*Aim of the task*:
Below are the records. Gather each line that holds "leaf".

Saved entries
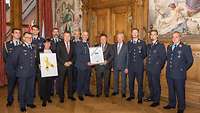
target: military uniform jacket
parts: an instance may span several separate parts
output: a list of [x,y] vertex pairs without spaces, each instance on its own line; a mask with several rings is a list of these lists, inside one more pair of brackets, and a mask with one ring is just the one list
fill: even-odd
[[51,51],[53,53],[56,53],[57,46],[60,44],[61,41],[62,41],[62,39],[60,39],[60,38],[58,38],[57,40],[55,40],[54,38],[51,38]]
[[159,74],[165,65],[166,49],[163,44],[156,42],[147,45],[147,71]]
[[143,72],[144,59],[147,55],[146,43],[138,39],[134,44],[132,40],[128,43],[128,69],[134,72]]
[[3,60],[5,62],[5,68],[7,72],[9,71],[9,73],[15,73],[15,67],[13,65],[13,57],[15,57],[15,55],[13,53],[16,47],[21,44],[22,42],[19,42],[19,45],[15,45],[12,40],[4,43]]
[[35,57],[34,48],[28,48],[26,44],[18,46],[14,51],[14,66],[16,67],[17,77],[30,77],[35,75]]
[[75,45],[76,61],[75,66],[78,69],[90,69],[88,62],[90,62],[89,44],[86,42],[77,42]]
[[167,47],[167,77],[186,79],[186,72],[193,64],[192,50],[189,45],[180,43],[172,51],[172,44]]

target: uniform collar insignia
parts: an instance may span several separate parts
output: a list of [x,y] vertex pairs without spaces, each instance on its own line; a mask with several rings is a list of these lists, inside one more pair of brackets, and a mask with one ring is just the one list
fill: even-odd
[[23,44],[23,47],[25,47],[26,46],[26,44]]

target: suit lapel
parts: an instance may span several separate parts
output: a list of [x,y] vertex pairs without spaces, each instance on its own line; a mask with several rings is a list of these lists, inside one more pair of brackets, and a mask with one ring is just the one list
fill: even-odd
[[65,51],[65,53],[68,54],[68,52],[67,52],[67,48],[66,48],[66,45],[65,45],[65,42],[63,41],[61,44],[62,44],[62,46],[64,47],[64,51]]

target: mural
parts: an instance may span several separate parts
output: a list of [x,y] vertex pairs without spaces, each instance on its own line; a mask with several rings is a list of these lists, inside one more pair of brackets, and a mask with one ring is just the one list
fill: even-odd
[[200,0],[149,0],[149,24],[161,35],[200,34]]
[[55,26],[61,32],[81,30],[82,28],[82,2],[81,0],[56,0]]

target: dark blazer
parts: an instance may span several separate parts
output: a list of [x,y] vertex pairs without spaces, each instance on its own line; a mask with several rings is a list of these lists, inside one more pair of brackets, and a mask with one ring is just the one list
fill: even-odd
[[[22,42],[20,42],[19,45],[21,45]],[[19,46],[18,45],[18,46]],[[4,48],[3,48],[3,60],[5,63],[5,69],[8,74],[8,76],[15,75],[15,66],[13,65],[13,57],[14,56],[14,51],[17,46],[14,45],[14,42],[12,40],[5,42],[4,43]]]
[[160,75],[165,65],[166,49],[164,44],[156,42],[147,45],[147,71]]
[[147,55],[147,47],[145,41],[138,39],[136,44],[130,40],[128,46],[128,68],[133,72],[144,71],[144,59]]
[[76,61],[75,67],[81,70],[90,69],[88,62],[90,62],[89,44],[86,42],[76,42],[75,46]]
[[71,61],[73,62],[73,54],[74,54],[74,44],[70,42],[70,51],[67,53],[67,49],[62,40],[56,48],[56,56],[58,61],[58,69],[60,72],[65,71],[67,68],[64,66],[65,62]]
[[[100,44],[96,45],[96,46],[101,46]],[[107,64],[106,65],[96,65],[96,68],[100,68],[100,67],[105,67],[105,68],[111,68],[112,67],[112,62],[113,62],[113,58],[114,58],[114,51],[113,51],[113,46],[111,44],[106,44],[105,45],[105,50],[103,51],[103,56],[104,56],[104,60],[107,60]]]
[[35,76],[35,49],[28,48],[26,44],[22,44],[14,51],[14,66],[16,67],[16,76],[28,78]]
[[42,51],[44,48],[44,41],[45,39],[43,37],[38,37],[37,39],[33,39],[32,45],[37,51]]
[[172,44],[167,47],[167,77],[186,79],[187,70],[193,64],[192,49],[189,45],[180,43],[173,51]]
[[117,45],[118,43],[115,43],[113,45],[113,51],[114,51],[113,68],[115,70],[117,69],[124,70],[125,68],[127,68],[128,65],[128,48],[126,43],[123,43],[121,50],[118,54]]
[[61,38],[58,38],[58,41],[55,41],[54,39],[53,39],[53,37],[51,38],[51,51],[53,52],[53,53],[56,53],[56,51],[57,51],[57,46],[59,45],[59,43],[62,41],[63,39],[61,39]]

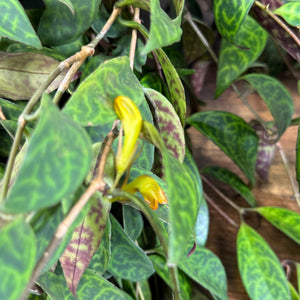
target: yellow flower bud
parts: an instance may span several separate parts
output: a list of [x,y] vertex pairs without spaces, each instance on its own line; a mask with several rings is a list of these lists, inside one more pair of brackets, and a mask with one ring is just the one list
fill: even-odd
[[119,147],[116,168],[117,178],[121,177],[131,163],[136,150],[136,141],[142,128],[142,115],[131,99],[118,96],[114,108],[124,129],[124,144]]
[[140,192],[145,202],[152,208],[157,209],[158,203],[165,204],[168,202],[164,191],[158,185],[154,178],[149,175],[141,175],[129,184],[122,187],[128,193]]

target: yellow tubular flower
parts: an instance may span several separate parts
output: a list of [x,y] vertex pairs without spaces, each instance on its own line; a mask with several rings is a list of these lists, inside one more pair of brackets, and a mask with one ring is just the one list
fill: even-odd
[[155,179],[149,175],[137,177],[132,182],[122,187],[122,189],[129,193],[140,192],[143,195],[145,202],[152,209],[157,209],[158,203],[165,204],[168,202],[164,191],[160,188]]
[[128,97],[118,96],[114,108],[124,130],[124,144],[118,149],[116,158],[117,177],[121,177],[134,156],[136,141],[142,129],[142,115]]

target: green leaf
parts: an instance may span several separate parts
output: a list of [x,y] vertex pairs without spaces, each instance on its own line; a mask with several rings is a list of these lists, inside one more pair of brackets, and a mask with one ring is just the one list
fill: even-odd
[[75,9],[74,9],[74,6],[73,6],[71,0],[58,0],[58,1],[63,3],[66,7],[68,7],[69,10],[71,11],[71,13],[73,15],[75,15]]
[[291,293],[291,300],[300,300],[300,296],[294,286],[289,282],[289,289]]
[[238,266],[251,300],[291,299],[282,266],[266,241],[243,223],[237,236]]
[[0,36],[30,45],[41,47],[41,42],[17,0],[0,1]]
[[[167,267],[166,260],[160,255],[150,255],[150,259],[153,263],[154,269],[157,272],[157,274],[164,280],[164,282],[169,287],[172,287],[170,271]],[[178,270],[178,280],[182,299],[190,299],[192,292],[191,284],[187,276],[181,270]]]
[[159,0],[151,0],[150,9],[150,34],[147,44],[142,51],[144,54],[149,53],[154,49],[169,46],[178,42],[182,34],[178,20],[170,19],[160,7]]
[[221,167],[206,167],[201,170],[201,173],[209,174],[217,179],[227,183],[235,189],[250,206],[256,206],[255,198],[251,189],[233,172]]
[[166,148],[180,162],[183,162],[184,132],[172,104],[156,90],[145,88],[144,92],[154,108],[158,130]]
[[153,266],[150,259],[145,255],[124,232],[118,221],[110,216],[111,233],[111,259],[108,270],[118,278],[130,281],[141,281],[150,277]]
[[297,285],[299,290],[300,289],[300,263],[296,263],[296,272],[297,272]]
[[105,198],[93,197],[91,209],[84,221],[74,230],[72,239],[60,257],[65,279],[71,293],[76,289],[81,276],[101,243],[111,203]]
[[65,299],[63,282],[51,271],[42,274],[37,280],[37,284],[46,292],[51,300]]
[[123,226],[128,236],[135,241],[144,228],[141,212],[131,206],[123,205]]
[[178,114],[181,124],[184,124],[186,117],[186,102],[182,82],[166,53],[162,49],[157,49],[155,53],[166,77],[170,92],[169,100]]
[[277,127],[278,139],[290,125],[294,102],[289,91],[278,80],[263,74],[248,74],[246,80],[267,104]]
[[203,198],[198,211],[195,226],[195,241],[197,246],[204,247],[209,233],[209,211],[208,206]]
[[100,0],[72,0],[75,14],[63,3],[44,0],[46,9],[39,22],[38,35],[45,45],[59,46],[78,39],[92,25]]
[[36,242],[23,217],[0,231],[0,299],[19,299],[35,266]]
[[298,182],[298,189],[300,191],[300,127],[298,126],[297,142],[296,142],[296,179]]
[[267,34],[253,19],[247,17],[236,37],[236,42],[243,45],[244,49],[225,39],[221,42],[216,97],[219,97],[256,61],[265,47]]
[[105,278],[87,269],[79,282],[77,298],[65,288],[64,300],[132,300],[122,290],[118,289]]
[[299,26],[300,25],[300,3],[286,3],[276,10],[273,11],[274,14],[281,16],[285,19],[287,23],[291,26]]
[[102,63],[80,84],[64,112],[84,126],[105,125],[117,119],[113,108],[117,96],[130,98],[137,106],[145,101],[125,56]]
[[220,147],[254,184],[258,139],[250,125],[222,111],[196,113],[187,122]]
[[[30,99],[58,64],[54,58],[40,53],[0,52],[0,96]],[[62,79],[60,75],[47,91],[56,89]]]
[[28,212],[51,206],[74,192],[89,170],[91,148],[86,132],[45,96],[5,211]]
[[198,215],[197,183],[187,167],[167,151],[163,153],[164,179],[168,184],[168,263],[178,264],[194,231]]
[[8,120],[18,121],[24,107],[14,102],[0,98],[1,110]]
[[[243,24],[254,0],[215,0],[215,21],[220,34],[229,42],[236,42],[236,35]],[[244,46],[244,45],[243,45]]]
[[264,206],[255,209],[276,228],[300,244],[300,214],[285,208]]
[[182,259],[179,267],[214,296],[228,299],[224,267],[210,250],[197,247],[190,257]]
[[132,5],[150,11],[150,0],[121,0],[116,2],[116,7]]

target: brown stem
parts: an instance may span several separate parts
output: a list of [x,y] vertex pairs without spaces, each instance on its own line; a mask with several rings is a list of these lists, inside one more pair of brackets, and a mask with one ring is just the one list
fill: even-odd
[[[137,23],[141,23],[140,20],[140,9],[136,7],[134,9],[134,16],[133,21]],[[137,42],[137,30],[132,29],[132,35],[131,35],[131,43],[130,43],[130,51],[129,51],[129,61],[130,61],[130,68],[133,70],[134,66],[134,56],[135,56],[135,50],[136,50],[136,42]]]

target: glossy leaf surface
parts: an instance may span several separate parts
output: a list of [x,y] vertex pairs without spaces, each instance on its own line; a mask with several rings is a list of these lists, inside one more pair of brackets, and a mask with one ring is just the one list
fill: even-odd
...
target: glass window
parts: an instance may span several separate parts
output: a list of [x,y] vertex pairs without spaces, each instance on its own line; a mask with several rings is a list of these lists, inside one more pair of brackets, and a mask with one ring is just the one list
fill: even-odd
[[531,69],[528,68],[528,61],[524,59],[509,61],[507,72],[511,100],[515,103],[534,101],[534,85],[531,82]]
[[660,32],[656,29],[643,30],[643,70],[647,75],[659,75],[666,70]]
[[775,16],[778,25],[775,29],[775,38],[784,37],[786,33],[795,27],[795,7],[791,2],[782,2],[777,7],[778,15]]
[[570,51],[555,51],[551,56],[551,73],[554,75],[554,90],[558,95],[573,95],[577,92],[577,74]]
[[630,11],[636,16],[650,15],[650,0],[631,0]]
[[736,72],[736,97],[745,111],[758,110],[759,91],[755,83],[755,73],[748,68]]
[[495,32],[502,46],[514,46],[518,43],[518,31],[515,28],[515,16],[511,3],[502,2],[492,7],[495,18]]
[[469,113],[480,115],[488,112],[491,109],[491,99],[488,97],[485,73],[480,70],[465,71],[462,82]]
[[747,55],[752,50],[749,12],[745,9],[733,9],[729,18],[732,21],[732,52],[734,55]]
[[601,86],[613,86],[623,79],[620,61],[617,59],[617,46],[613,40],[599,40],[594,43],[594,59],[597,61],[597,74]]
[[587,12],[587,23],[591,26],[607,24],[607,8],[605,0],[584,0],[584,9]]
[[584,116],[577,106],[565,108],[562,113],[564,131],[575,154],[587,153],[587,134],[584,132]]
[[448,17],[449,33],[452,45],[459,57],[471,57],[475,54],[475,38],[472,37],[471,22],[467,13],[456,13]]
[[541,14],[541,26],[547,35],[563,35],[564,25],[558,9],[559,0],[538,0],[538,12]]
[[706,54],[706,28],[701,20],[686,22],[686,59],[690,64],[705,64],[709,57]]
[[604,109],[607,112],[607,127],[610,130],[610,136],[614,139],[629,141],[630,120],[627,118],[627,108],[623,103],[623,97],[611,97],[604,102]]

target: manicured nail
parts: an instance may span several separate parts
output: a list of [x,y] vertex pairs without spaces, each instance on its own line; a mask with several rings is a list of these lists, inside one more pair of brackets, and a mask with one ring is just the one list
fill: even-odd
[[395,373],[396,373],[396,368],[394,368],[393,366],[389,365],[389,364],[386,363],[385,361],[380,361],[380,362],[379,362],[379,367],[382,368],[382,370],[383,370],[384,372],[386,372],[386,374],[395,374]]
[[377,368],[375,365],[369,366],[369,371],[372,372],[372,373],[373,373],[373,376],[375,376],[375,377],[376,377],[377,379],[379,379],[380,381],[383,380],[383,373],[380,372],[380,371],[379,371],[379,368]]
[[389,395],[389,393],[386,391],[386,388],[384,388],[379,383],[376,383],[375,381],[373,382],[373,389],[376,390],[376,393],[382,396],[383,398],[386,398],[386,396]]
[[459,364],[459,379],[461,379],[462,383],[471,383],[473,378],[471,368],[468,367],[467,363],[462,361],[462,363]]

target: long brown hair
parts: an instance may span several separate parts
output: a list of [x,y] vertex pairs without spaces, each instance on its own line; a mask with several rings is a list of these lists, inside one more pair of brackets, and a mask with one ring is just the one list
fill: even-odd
--
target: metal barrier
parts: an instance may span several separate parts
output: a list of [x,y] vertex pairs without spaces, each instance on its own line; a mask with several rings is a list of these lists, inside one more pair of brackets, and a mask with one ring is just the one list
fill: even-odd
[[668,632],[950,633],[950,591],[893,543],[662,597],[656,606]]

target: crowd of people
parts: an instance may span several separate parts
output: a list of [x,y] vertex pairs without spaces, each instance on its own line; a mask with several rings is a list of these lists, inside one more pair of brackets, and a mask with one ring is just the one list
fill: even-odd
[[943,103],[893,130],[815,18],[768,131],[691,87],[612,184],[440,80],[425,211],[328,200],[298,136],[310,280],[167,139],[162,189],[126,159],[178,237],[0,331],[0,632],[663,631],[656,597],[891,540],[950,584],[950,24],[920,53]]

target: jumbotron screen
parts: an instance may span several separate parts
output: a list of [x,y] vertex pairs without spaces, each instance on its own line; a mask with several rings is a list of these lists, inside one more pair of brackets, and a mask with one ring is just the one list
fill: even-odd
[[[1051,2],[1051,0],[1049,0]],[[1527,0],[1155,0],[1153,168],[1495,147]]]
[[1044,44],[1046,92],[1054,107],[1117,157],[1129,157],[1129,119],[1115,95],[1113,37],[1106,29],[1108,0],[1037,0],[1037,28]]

*Answer box*:
target: green leaf
target: glossy leaf surface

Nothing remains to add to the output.